* Start Dataset records *

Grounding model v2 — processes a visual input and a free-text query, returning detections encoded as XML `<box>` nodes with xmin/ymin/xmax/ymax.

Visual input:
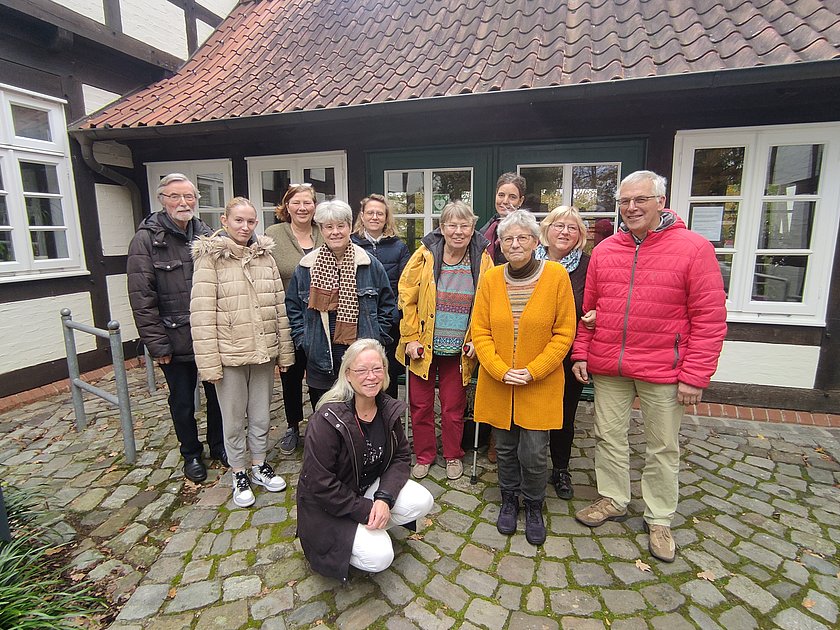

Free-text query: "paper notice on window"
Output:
<box><xmin>691</xmin><ymin>206</ymin><xmax>723</xmax><ymax>243</ymax></box>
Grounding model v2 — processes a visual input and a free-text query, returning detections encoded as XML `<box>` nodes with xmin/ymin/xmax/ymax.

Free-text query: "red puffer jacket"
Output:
<box><xmin>572</xmin><ymin>210</ymin><xmax>726</xmax><ymax>388</ymax></box>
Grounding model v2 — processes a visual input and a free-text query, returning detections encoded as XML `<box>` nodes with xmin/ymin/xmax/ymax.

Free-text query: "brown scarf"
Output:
<box><xmin>309</xmin><ymin>244</ymin><xmax>359</xmax><ymax>345</ymax></box>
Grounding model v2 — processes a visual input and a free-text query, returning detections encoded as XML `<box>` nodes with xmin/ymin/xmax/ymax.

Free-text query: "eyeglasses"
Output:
<box><xmin>347</xmin><ymin>365</ymin><xmax>385</xmax><ymax>378</ymax></box>
<box><xmin>549</xmin><ymin>223</ymin><xmax>580</xmax><ymax>234</ymax></box>
<box><xmin>160</xmin><ymin>193</ymin><xmax>201</xmax><ymax>203</ymax></box>
<box><xmin>502</xmin><ymin>234</ymin><xmax>534</xmax><ymax>247</ymax></box>
<box><xmin>443</xmin><ymin>223</ymin><xmax>473</xmax><ymax>232</ymax></box>
<box><xmin>618</xmin><ymin>195</ymin><xmax>659</xmax><ymax>208</ymax></box>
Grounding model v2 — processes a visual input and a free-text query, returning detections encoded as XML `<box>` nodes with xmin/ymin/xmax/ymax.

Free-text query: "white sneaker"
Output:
<box><xmin>251</xmin><ymin>462</ymin><xmax>286</xmax><ymax>492</ymax></box>
<box><xmin>232</xmin><ymin>470</ymin><xmax>255</xmax><ymax>507</ymax></box>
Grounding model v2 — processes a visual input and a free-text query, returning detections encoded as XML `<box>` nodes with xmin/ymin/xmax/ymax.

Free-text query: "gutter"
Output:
<box><xmin>73</xmin><ymin>133</ymin><xmax>143</xmax><ymax>225</ymax></box>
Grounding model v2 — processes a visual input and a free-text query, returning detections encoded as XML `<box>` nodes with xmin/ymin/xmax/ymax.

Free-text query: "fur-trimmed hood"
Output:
<box><xmin>192</xmin><ymin>230</ymin><xmax>275</xmax><ymax>260</ymax></box>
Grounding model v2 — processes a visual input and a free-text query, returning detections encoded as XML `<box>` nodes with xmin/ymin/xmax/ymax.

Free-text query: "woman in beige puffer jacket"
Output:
<box><xmin>190</xmin><ymin>197</ymin><xmax>295</xmax><ymax>507</ymax></box>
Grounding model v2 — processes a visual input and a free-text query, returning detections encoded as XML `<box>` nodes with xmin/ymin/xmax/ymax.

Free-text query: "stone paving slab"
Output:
<box><xmin>0</xmin><ymin>370</ymin><xmax>840</xmax><ymax>630</ymax></box>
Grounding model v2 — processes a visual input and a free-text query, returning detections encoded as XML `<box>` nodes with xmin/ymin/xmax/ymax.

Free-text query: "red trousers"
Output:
<box><xmin>408</xmin><ymin>356</ymin><xmax>467</xmax><ymax>464</ymax></box>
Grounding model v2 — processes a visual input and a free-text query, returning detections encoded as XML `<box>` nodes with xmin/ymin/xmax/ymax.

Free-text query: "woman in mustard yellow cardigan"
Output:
<box><xmin>471</xmin><ymin>210</ymin><xmax>576</xmax><ymax>545</ymax></box>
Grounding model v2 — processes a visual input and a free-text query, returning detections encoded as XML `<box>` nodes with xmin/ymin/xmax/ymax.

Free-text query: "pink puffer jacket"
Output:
<box><xmin>572</xmin><ymin>210</ymin><xmax>726</xmax><ymax>388</ymax></box>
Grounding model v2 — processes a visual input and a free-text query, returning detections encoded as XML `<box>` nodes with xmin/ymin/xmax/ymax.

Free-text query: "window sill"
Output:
<box><xmin>0</xmin><ymin>269</ymin><xmax>90</xmax><ymax>284</ymax></box>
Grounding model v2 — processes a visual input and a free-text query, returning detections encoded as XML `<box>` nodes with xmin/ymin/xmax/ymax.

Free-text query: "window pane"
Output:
<box><xmin>20</xmin><ymin>161</ymin><xmax>59</xmax><ymax>195</ymax></box>
<box><xmin>758</xmin><ymin>201</ymin><xmax>816</xmax><ymax>249</ymax></box>
<box><xmin>12</xmin><ymin>105</ymin><xmax>52</xmax><ymax>142</ymax></box>
<box><xmin>572</xmin><ymin>164</ymin><xmax>618</xmax><ymax>212</ymax></box>
<box><xmin>195</xmin><ymin>173</ymin><xmax>227</xmax><ymax>208</ymax></box>
<box><xmin>0</xmin><ymin>230</ymin><xmax>15</xmax><ymax>262</ymax></box>
<box><xmin>432</xmin><ymin>171</ymin><xmax>472</xmax><ymax>209</ymax></box>
<box><xmin>260</xmin><ymin>170</ymin><xmax>292</xmax><ymax>206</ymax></box>
<box><xmin>717</xmin><ymin>254</ymin><xmax>732</xmax><ymax>297</ymax></box>
<box><xmin>29</xmin><ymin>231</ymin><xmax>69</xmax><ymax>260</ymax></box>
<box><xmin>688</xmin><ymin>201</ymin><xmax>739</xmax><ymax>247</ymax></box>
<box><xmin>691</xmin><ymin>147</ymin><xmax>745</xmax><ymax>197</ymax></box>
<box><xmin>764</xmin><ymin>144</ymin><xmax>823</xmax><ymax>195</ymax></box>
<box><xmin>396</xmin><ymin>218</ymin><xmax>425</xmax><ymax>252</ymax></box>
<box><xmin>520</xmin><ymin>166</ymin><xmax>563</xmax><ymax>212</ymax></box>
<box><xmin>303</xmin><ymin>167</ymin><xmax>335</xmax><ymax>203</ymax></box>
<box><xmin>385</xmin><ymin>171</ymin><xmax>423</xmax><ymax>214</ymax></box>
<box><xmin>752</xmin><ymin>256</ymin><xmax>808</xmax><ymax>302</ymax></box>
<box><xmin>26</xmin><ymin>197</ymin><xmax>64</xmax><ymax>227</ymax></box>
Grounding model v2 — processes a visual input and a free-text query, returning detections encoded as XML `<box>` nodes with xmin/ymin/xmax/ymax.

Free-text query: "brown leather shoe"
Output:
<box><xmin>575</xmin><ymin>497</ymin><xmax>627</xmax><ymax>527</ymax></box>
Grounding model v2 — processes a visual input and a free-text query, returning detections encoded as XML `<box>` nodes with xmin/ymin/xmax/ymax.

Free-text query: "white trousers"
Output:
<box><xmin>350</xmin><ymin>479</ymin><xmax>435</xmax><ymax>573</ymax></box>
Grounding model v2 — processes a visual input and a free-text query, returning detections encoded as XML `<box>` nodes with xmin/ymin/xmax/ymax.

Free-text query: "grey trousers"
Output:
<box><xmin>493</xmin><ymin>424</ymin><xmax>549</xmax><ymax>501</ymax></box>
<box><xmin>216</xmin><ymin>361</ymin><xmax>274</xmax><ymax>470</ymax></box>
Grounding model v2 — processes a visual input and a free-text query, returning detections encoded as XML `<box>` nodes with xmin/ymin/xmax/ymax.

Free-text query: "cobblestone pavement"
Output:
<box><xmin>0</xmin><ymin>370</ymin><xmax>840</xmax><ymax>630</ymax></box>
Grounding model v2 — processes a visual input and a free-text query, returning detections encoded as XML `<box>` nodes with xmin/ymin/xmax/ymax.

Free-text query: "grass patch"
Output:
<box><xmin>0</xmin><ymin>486</ymin><xmax>104</xmax><ymax>630</ymax></box>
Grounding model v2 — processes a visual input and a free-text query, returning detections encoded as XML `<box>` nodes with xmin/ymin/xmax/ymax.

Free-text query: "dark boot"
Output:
<box><xmin>551</xmin><ymin>468</ymin><xmax>575</xmax><ymax>501</ymax></box>
<box><xmin>496</xmin><ymin>492</ymin><xmax>519</xmax><ymax>536</ymax></box>
<box><xmin>525</xmin><ymin>499</ymin><xmax>545</xmax><ymax>547</ymax></box>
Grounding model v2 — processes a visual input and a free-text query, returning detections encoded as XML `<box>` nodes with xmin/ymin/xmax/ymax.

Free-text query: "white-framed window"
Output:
<box><xmin>670</xmin><ymin>123</ymin><xmax>840</xmax><ymax>326</ymax></box>
<box><xmin>0</xmin><ymin>84</ymin><xmax>87</xmax><ymax>282</ymax></box>
<box><xmin>517</xmin><ymin>162</ymin><xmax>621</xmax><ymax>252</ymax></box>
<box><xmin>385</xmin><ymin>167</ymin><xmax>474</xmax><ymax>251</ymax></box>
<box><xmin>146</xmin><ymin>160</ymin><xmax>233</xmax><ymax>230</ymax></box>
<box><xmin>245</xmin><ymin>151</ymin><xmax>349</xmax><ymax>232</ymax></box>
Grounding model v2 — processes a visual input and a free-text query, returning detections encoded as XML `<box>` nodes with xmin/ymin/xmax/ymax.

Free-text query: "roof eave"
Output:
<box><xmin>69</xmin><ymin>58</ymin><xmax>840</xmax><ymax>140</ymax></box>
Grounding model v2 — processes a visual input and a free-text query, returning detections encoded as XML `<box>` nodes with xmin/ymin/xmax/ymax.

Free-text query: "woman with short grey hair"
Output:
<box><xmin>286</xmin><ymin>199</ymin><xmax>396</xmax><ymax>408</ymax></box>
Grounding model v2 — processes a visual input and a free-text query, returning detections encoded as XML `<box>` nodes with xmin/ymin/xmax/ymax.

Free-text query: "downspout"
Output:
<box><xmin>73</xmin><ymin>133</ymin><xmax>143</xmax><ymax>225</ymax></box>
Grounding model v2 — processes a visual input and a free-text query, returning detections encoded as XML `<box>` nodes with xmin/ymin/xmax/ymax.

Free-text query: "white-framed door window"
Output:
<box><xmin>0</xmin><ymin>84</ymin><xmax>87</xmax><ymax>282</ymax></box>
<box><xmin>671</xmin><ymin>124</ymin><xmax>840</xmax><ymax>326</ymax></box>
<box><xmin>145</xmin><ymin>160</ymin><xmax>233</xmax><ymax>230</ymax></box>
<box><xmin>245</xmin><ymin>151</ymin><xmax>347</xmax><ymax>232</ymax></box>
<box><xmin>384</xmin><ymin>167</ymin><xmax>474</xmax><ymax>251</ymax></box>
<box><xmin>517</xmin><ymin>162</ymin><xmax>621</xmax><ymax>252</ymax></box>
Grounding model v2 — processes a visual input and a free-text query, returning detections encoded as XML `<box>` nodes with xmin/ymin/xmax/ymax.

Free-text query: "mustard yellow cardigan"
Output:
<box><xmin>472</xmin><ymin>261</ymin><xmax>576</xmax><ymax>430</ymax></box>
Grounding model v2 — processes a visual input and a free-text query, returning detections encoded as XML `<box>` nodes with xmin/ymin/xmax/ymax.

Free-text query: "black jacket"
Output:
<box><xmin>297</xmin><ymin>394</ymin><xmax>411</xmax><ymax>579</ymax></box>
<box><xmin>126</xmin><ymin>211</ymin><xmax>213</xmax><ymax>362</ymax></box>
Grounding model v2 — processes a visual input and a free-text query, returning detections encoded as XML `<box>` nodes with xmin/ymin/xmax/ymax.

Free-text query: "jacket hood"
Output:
<box><xmin>192</xmin><ymin>232</ymin><xmax>274</xmax><ymax>260</ymax></box>
<box><xmin>300</xmin><ymin>240</ymin><xmax>370</xmax><ymax>269</ymax></box>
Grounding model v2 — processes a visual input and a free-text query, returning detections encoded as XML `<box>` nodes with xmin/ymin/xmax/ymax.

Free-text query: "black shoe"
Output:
<box><xmin>210</xmin><ymin>451</ymin><xmax>230</xmax><ymax>468</ymax></box>
<box><xmin>496</xmin><ymin>492</ymin><xmax>519</xmax><ymax>536</ymax></box>
<box><xmin>525</xmin><ymin>499</ymin><xmax>545</xmax><ymax>546</ymax></box>
<box><xmin>551</xmin><ymin>468</ymin><xmax>575</xmax><ymax>501</ymax></box>
<box><xmin>184</xmin><ymin>457</ymin><xmax>207</xmax><ymax>483</ymax></box>
<box><xmin>280</xmin><ymin>427</ymin><xmax>300</xmax><ymax>455</ymax></box>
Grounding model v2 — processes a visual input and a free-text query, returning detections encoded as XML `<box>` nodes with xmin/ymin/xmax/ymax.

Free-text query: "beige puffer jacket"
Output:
<box><xmin>190</xmin><ymin>235</ymin><xmax>295</xmax><ymax>381</ymax></box>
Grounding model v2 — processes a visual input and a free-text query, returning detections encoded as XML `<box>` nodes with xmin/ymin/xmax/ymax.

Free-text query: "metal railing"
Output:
<box><xmin>61</xmin><ymin>308</ymin><xmax>137</xmax><ymax>464</ymax></box>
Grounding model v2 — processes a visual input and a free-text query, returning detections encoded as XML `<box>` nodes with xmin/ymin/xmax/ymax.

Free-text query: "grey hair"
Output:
<box><xmin>155</xmin><ymin>173</ymin><xmax>198</xmax><ymax>197</ymax></box>
<box><xmin>313</xmin><ymin>199</ymin><xmax>353</xmax><ymax>226</ymax></box>
<box><xmin>440</xmin><ymin>199</ymin><xmax>478</xmax><ymax>227</ymax></box>
<box><xmin>496</xmin><ymin>208</ymin><xmax>540</xmax><ymax>240</ymax></box>
<box><xmin>618</xmin><ymin>171</ymin><xmax>668</xmax><ymax>197</ymax></box>
<box><xmin>318</xmin><ymin>339</ymin><xmax>391</xmax><ymax>407</ymax></box>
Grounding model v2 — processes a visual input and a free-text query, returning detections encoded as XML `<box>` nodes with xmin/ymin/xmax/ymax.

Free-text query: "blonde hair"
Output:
<box><xmin>540</xmin><ymin>206</ymin><xmax>586</xmax><ymax>249</ymax></box>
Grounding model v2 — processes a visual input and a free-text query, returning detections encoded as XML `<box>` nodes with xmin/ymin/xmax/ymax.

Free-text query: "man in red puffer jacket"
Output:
<box><xmin>572</xmin><ymin>171</ymin><xmax>726</xmax><ymax>562</ymax></box>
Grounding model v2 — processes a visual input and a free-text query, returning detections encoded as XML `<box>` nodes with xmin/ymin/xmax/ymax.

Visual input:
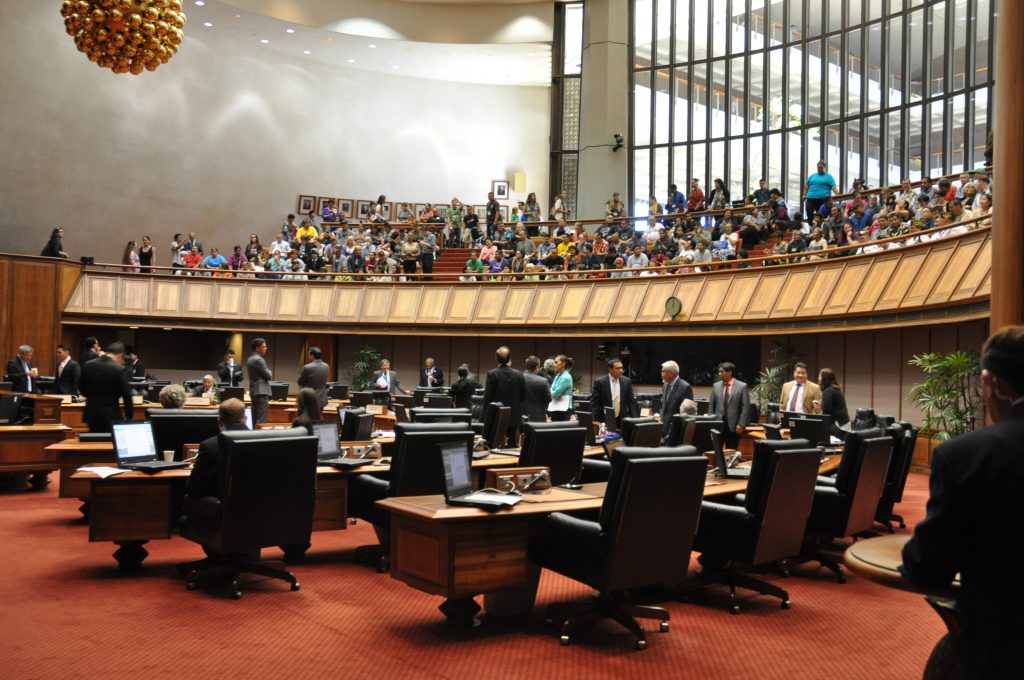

* End Dataset records *

> _Problem_:
Filter the rows above and copy out every line that contains the string "mustard".

> _Completed exercise_:
Free-text query: "woman in mustard yellow cardigan"
Free-text query: "mustard yellow cardigan"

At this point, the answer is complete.